BEGIN Document text
Sunday, January 13, 2008

My Trip to Dublin

Leaving Jackson Heights for the Airport I initially intended to take the subway. After walking to the station with a ~50lbs backpack and a packed full garment bag strapped to a wheeled suitcase one of the wheels gave out on the suitcase and I took a Town Car.

While on the way to the airport the driver got in a fight with a couple in an Audi. The man in the Audi rolled down his window and told the driver off and then the driver in turn caught up and passed the Audi with the window down yelling "now f* you" in a Pakistani accent with his finger out the window.

The Aer Lingus check-in at JFK was rather long and my backpack barely made the 50lbs weight limit. At the ticket counter I was told that there was a change of planes in Shannon and that I would not get a separate ticket for that and I would have to just follow everyone else and change planes The security line was even longer and slower. A recent study found the TSA the most hated public institution, more hated than the IRS. The line was kept lively by the TSA manager who told everybody in his hard-boild New York accent to have their passports out with their boarding passes or face spending some time with him, which he assured us we did not want to do.
END Document text
BEGIN Stored records
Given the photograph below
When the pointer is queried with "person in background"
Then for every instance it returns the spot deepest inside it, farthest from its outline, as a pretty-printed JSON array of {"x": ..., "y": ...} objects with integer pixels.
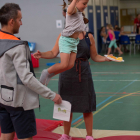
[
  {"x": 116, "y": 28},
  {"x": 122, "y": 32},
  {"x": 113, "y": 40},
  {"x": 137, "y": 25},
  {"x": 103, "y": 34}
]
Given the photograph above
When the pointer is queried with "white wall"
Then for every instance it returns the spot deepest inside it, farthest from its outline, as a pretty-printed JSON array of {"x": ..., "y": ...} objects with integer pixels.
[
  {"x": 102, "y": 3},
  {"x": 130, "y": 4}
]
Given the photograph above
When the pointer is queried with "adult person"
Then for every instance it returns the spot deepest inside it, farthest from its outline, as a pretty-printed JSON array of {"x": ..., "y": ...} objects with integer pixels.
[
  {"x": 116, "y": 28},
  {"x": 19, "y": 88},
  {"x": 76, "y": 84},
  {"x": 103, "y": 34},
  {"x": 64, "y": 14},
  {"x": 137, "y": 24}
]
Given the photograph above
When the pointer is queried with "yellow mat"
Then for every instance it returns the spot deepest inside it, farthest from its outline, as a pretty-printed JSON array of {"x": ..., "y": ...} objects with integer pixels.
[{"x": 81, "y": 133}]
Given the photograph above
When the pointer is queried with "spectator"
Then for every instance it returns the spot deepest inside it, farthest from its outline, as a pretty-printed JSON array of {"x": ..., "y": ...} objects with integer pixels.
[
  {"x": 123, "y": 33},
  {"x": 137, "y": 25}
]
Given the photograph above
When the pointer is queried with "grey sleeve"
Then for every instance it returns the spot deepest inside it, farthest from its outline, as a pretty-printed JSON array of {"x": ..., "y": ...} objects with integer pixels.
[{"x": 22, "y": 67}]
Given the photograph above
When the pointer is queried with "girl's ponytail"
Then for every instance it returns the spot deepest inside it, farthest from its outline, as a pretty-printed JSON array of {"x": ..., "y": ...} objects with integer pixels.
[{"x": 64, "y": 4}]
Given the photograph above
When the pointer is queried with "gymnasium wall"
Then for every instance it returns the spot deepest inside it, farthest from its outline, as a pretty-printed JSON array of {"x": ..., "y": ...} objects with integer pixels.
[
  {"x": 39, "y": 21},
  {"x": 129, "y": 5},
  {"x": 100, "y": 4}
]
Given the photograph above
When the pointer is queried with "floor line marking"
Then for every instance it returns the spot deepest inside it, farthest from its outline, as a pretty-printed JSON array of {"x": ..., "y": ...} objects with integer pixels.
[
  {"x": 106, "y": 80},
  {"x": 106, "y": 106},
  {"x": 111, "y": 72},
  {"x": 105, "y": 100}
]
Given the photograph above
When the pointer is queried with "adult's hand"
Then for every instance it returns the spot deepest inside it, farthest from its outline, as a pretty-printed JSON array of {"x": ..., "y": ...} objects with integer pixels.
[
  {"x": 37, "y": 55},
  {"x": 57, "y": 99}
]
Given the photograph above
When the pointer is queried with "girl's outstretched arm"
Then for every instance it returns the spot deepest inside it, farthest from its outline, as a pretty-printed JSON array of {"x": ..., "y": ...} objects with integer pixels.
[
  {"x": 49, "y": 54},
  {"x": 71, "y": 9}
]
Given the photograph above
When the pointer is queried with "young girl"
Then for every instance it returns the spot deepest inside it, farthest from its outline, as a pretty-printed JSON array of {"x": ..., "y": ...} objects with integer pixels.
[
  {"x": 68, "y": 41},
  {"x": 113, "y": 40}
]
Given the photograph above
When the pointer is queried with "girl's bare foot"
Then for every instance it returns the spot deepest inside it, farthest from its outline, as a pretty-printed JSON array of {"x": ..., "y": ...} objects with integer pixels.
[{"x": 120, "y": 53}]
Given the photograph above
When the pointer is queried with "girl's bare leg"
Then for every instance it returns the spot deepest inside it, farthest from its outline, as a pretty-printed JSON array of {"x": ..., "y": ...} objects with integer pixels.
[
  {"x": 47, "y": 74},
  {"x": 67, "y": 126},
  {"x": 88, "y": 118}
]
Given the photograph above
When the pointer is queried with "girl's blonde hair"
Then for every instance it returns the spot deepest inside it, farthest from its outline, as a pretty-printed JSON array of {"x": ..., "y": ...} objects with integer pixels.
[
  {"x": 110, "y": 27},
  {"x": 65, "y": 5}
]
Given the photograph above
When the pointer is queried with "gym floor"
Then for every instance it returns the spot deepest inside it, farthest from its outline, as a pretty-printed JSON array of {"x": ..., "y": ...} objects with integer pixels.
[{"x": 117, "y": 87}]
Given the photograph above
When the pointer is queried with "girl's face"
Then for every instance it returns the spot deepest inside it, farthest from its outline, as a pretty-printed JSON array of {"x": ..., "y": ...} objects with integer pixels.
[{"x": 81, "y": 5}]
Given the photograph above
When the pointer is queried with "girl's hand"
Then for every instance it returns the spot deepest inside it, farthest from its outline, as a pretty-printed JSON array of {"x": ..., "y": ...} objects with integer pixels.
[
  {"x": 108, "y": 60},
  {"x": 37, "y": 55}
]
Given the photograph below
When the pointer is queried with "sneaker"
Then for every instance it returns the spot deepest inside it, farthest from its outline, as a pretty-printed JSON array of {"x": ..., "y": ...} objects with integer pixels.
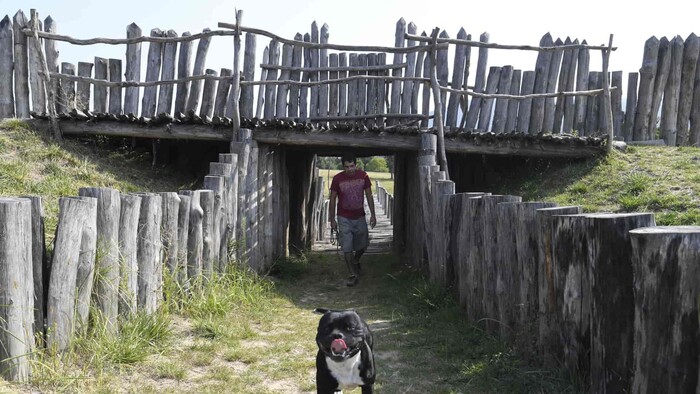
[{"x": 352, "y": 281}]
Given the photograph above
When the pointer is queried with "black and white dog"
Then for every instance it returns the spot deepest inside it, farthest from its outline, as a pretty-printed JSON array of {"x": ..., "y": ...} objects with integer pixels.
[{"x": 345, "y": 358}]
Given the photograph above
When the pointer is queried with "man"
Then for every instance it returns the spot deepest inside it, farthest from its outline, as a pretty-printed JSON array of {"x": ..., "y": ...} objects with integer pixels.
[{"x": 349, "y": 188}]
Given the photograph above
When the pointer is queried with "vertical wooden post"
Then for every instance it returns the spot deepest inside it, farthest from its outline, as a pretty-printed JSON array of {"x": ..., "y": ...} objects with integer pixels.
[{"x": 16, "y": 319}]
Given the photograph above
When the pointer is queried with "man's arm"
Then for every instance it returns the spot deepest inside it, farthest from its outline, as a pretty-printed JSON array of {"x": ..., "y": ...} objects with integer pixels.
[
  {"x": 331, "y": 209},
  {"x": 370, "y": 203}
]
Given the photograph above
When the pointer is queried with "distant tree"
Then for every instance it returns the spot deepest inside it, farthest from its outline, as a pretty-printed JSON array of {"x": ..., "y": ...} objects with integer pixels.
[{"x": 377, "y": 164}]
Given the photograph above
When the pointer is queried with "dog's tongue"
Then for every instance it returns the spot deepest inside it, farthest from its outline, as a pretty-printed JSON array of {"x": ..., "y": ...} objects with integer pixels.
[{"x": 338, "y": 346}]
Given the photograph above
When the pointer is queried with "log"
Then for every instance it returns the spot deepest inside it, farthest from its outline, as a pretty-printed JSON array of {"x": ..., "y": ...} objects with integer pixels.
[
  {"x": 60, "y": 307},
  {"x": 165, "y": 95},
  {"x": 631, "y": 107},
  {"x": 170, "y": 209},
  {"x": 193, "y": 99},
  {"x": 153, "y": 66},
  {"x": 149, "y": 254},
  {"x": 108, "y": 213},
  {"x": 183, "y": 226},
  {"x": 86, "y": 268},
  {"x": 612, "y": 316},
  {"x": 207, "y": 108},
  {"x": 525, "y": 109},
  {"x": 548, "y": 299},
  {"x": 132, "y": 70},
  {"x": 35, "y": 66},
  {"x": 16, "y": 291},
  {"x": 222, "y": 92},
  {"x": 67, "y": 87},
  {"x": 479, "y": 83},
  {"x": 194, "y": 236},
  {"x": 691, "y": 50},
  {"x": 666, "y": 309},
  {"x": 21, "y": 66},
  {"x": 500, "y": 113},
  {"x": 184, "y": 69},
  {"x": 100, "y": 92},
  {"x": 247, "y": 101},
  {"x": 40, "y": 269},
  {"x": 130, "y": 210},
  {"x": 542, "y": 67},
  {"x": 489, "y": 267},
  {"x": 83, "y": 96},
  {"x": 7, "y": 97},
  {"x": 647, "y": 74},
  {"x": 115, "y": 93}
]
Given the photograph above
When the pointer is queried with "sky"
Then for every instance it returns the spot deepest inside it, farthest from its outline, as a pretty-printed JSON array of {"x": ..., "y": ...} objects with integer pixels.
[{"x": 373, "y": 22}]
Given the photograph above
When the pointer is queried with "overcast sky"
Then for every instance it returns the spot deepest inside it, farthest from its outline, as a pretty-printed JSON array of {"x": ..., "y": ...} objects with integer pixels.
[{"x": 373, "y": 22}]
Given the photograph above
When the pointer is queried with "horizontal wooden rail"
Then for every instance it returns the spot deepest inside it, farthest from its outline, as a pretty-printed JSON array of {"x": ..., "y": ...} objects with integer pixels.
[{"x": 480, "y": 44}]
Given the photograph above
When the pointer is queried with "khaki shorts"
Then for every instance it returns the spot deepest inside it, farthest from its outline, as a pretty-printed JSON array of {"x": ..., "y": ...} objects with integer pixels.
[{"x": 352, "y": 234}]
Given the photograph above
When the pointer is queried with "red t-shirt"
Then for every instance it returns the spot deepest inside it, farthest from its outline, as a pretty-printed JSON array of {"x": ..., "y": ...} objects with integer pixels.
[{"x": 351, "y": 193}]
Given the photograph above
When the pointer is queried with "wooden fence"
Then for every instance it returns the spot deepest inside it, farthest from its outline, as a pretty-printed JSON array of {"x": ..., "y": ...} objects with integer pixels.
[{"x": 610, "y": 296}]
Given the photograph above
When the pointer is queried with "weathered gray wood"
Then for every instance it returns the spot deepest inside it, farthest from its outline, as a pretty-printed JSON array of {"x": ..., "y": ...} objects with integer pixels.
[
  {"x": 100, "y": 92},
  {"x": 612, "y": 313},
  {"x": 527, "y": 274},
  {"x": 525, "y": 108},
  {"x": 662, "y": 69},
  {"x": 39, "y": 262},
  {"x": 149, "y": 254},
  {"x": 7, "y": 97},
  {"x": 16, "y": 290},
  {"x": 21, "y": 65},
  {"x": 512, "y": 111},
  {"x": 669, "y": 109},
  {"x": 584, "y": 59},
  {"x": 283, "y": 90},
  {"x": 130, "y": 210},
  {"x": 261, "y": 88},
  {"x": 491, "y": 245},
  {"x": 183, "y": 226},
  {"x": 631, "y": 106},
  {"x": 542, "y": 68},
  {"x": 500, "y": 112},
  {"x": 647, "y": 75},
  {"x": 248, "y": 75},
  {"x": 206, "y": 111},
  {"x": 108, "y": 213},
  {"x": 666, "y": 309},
END Stored records
**Problem details**
Write out the entire Dublin trip post from above, word for word and unchanged.

**Exercise answer**
Sunday, January 13, 2008

My Trip to Dublin

Leaving Jackson Heights for the Airport I initially intended to take the subway. After walking to the station with a ~50lbs backpack and a packed full garment bag strapped to a wheeled suitcase one of the wheels gave out on the suitcase and I took a Town Car.

While on the way to the airport the driver got in a fight with a couple in an Audi. The man in the Audi rolled down his window and told the driver off and then the driver in turn caught up and passed the Audi with the window down yelling "now f* you" in a Pakistani accent with his finger out the window.

The Aer Lingus check-in at JFK was rather long and my backpack barely made the 50lbs weight limit. At the ticket counter I was told that there was a change of planes in Shannon and that I would not get a separate ticket for that and I would have to just follow everyone else and change planes The security line was even longer and slower. A recent study found the TSA the most hated public institution, more hated than the IRS. The line was kept lively by the TSA manager who told everybody in his hard-boild New York accent to have their passports out with their boarding passes or face spending some time with him, which he assured us we did not want to do.